# WHAT YOU NEED TO DO:
Every line below that has "curtain" in it should be copied.

Records from a dataset:
Content starts
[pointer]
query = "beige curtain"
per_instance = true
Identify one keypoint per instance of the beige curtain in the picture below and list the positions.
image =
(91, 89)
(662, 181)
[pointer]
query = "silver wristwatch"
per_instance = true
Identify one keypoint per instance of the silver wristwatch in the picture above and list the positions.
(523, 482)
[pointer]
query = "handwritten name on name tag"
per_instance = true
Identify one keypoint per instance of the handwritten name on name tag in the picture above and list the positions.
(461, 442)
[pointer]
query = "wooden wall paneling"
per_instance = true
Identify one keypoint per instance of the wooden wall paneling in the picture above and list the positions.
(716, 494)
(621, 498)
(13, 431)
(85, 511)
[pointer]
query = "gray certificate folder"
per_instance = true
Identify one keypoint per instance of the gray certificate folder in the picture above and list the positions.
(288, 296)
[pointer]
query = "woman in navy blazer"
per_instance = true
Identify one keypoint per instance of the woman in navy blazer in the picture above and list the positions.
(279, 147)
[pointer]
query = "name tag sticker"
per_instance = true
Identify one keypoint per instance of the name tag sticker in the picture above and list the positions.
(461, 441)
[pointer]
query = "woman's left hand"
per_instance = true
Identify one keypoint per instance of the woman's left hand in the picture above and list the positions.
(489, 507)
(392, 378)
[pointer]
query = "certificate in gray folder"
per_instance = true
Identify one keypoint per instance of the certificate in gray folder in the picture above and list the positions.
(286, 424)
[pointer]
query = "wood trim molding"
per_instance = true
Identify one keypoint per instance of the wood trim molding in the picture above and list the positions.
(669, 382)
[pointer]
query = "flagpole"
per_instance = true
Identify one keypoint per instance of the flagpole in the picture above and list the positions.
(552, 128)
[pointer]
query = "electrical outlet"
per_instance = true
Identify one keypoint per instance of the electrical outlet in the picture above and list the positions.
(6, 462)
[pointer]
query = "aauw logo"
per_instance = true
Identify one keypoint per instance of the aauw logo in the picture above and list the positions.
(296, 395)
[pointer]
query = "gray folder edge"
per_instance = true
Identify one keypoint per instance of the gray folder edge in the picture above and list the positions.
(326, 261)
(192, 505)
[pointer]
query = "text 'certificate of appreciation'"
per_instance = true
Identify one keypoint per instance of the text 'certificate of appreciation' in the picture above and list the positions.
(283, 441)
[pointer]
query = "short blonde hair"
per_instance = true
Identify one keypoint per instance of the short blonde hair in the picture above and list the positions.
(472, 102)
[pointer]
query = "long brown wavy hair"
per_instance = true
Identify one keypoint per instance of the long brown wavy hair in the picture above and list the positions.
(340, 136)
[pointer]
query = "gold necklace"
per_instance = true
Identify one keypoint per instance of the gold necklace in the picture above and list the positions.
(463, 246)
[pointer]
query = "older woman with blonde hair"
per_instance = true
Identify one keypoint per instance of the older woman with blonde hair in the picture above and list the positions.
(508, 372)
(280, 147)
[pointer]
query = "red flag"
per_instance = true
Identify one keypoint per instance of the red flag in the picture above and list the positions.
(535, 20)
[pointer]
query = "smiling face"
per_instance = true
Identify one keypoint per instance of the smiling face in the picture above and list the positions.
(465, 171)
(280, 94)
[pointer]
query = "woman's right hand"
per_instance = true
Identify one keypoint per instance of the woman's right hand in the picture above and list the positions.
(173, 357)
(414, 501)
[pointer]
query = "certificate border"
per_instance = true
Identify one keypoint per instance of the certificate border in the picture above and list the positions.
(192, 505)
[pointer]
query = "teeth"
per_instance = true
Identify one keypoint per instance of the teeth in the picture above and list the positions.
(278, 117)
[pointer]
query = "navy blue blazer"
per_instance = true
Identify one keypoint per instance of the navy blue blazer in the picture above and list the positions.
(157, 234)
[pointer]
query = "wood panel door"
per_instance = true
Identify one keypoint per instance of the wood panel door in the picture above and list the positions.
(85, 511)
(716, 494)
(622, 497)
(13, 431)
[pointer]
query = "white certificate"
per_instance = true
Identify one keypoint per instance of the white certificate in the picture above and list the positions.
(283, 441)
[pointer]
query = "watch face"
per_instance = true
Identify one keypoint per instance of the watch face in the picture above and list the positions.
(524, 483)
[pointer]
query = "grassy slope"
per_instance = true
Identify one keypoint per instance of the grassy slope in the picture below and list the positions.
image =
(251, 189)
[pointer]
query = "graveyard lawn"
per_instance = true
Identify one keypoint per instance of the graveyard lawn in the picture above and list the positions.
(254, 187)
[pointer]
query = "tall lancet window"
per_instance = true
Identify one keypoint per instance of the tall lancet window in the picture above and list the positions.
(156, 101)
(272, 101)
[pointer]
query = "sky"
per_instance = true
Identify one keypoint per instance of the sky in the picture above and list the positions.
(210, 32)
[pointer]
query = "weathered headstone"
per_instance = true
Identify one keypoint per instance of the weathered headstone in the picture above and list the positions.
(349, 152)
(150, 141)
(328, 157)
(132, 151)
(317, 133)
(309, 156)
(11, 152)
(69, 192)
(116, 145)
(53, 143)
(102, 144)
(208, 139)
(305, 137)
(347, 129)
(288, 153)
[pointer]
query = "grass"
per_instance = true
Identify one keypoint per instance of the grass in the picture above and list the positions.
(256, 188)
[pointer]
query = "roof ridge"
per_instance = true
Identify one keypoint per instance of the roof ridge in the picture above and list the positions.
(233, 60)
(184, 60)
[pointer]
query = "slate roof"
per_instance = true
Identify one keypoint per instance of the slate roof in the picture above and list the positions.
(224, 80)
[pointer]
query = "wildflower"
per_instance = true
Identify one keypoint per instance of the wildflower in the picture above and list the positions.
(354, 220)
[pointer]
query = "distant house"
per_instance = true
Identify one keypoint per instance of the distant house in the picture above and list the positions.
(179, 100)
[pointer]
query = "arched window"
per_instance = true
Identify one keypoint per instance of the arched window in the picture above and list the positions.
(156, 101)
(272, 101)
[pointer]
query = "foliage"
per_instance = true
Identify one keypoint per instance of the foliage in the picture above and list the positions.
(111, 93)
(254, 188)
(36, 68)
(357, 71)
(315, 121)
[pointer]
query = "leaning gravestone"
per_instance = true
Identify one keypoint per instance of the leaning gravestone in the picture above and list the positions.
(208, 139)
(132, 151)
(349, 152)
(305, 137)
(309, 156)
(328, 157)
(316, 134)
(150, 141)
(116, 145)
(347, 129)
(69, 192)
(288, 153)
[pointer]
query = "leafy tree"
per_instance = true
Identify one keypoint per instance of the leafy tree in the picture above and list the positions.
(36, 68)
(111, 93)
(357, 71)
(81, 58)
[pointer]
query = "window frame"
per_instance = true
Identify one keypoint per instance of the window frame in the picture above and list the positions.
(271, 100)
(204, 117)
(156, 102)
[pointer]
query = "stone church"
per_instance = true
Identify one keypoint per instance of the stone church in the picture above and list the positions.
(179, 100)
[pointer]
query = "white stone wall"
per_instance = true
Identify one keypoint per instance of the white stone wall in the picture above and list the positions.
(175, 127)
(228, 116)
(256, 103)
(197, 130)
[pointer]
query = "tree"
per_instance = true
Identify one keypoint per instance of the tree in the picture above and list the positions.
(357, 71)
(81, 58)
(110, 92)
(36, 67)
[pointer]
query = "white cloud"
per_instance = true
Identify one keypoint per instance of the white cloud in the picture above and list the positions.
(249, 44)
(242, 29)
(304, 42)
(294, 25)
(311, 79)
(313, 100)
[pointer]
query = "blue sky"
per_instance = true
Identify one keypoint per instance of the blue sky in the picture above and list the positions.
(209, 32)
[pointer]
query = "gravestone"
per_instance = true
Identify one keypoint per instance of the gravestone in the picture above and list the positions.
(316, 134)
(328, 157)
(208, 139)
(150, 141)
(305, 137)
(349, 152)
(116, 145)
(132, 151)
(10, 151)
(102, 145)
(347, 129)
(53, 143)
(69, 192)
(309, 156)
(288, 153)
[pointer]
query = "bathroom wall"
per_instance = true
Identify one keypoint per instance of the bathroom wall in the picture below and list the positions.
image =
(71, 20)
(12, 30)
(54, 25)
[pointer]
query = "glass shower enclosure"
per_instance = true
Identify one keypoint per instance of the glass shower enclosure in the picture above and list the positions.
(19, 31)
Content ends
# RESPONSE TO THIS EXERCISE:
query = "beige curtain"
Identify one keypoint per instance of the beige curtain in the picture below and list the positions.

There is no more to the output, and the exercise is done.